══ Texto citado ══

Después de esta nueva desgracia, Brown se puso más susceptible… Estaba seguro que alguien lo iba a envenenar. ¿Serían los ingleses? ¿Eran acaso sus enemigos políticos? Nunca aclaraba quién quería su muerte, pero extremaba los cuidados hasta el delirio. Nadie podía tocar su botella con agua. Al que lo hiciera le estaban reservados veinte latigazos. Jamás probaba “su” comida, de eso se encargaba un tal Robert, hombre de su confianza. Y como si estos recaudos no fuesen suficientes, durante la cena cambiaba abruptamente su plato con el de cualquier miembro de la tripulación.

═══

## Instrucción A
Por favor, responde estas preguntas sobre el fragmento acerca de Brown:
(i) ¿Qué castigo le esperaba a quien tocara la botella con agua de Brown?
(ii) ¿Quién se encargaba de probar la comida de Brown?
(iii) ¿Qué hacía Brown con su plato durante la cena?
## Instrucción B
Reproduce el fragmento acerca de Brown sin cambios: comienza en las palabras "Después de esta" y termina después de "de la tripulación.".

══ Datos mostrados ══

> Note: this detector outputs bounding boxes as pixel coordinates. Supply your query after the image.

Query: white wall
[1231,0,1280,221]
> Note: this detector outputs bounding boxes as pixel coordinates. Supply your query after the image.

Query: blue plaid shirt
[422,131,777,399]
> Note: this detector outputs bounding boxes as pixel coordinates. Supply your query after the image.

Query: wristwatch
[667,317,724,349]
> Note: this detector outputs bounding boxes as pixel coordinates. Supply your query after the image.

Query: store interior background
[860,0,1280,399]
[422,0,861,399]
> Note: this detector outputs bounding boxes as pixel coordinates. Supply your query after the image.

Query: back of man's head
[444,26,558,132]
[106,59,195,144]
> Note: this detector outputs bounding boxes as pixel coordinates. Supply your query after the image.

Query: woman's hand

═══

## Resultado A
(i) Veinte latigazos.
(ii) Un tal Robert, hombre de su confianza.
(iii) Lo cambiaba abruptamente con el de cualquier miembro de la tripulación.

## Resultado B
Después de esta nueva desgracia, Brown se puso más susceptible… Estaba seguro que alguien lo iba a envenenar. ¿Serían los ingleses? ¿Eran acaso sus enemigos políticos? Nunca aclaraba quién quería su muerte, pero extremaba los cuidados hasta el delirio. Nadie podía tocar su botella con agua. Al que lo hiciera le estaban reservados veinte latigazos. Jamás probaba “su” comida, de eso se encargaba un tal Robert, hombre de su confianza. Y como si estos recaudos no fuesen suficientes, durante la cena cambiaba abruptamente su plato con el de cualquier miembro de la tripulación.